**Task goal**: Say the data back exactly as it is written below.
··· Records provided ···
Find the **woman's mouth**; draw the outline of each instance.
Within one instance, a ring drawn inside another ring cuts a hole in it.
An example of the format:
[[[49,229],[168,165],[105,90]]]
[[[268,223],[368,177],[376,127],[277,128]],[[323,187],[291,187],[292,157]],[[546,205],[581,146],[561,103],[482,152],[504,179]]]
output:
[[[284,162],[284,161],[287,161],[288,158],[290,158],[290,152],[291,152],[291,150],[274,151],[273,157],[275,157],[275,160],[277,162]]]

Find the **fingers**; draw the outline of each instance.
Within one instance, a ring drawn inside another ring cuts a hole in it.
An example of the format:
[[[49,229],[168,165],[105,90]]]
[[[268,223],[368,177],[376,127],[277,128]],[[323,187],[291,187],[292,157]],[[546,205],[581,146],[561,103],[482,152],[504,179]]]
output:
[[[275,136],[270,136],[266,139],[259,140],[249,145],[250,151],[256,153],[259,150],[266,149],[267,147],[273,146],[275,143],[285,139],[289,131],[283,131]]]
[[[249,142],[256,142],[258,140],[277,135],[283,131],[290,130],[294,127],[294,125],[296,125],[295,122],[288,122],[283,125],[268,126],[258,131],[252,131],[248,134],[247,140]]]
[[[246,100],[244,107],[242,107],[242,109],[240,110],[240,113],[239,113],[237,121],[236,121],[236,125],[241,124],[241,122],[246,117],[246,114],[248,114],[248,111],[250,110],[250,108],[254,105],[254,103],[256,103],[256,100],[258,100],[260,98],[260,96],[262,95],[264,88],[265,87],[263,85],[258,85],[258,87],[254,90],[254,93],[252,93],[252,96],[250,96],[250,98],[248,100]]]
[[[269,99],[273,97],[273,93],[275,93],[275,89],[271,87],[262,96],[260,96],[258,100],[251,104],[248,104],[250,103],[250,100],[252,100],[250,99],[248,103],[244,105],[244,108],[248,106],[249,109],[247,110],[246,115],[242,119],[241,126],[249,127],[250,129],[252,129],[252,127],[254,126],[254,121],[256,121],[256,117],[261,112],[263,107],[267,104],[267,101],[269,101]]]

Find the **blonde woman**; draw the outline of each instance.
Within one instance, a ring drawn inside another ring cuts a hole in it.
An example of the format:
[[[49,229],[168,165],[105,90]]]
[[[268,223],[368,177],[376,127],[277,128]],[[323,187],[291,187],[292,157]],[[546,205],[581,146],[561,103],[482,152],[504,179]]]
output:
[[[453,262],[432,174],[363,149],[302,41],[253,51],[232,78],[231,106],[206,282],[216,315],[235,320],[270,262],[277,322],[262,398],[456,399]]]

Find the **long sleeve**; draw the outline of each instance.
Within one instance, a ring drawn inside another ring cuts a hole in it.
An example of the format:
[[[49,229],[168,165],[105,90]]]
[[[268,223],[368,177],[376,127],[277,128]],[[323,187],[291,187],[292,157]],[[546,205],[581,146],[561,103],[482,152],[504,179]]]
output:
···
**Your solution**:
Find the **woman's mouth**; draw the outline of each instance.
Within one instance, a ring drawn inside another ring cuts a hole in it.
An example of the format:
[[[49,229],[168,165],[105,90]]]
[[[268,223],[368,177],[376,127],[277,128]],[[323,187],[291,187],[292,157]],[[546,205],[581,146],[561,103],[482,152],[504,179]]]
output:
[[[284,162],[284,161],[287,161],[288,158],[290,158],[290,152],[291,152],[291,150],[274,151],[273,157],[275,157],[275,160],[277,162]]]

Find the **fingers**; draw the outline of each instance.
Within one instance, a ring drawn inside another ring cuts a hole in it.
An example of the format:
[[[49,229],[168,165],[105,90]]]
[[[268,223],[368,177],[376,127],[277,128]],[[323,187],[291,187],[292,157]],[[546,205],[581,146],[561,103],[482,152],[504,179]]]
output:
[[[275,136],[270,136],[266,139],[259,140],[249,145],[250,151],[256,153],[259,150],[266,149],[267,147],[273,146],[275,143],[285,139],[289,131],[283,131]]]
[[[249,142],[256,142],[258,140],[277,135],[283,131],[290,130],[294,127],[294,125],[296,125],[295,122],[288,122],[283,125],[268,126],[258,131],[252,131],[248,134],[247,140]]]
[[[246,100],[244,107],[242,107],[242,109],[240,110],[240,113],[239,113],[237,121],[236,121],[236,125],[241,124],[241,122],[246,117],[246,114],[248,114],[248,111],[250,110],[250,108],[254,105],[254,103],[256,103],[256,100],[258,100],[260,98],[260,96],[262,95],[264,88],[265,87],[263,85],[258,85],[258,87],[254,90],[254,93],[252,93],[252,96],[250,96],[250,98],[248,100]]]
[[[269,99],[273,97],[273,93],[275,93],[275,89],[271,87],[262,96],[260,96],[258,100],[251,104],[248,104],[250,103],[250,100],[252,100],[250,99],[248,103],[244,105],[244,108],[248,106],[249,109],[247,110],[246,115],[242,119],[241,126],[249,127],[250,129],[252,129],[252,127],[254,126],[254,121],[256,121],[256,117],[261,112],[263,107],[267,104],[267,101],[269,101]]]

Find the **blonde woman**; draw the outline of each instance.
Within one instance, a ring drawn inside another ring cuts a hole in it.
An example of the format:
[[[49,229],[168,165],[105,90]]]
[[[268,223],[368,177],[376,127],[277,128]],[[323,187],[291,187],[292,157]],[[546,205],[581,146],[561,103],[482,152],[504,179]]]
output:
[[[453,262],[432,174],[363,149],[302,41],[253,51],[232,78],[231,106],[206,282],[216,315],[235,320],[270,262],[277,322],[262,398],[456,399]]]

Find the **long sleeve**; draw the outline of each instance.
Within one instance, a ring drawn inside another ring cuts a hole in it.
An example of the format:
[[[49,229],[168,165],[105,90]]]
[[[268,223],[368,177],[376,127],[277,128]],[[323,187],[291,187],[292,157]],[[546,205],[581,146],[561,103],[482,152],[504,179]]]
output:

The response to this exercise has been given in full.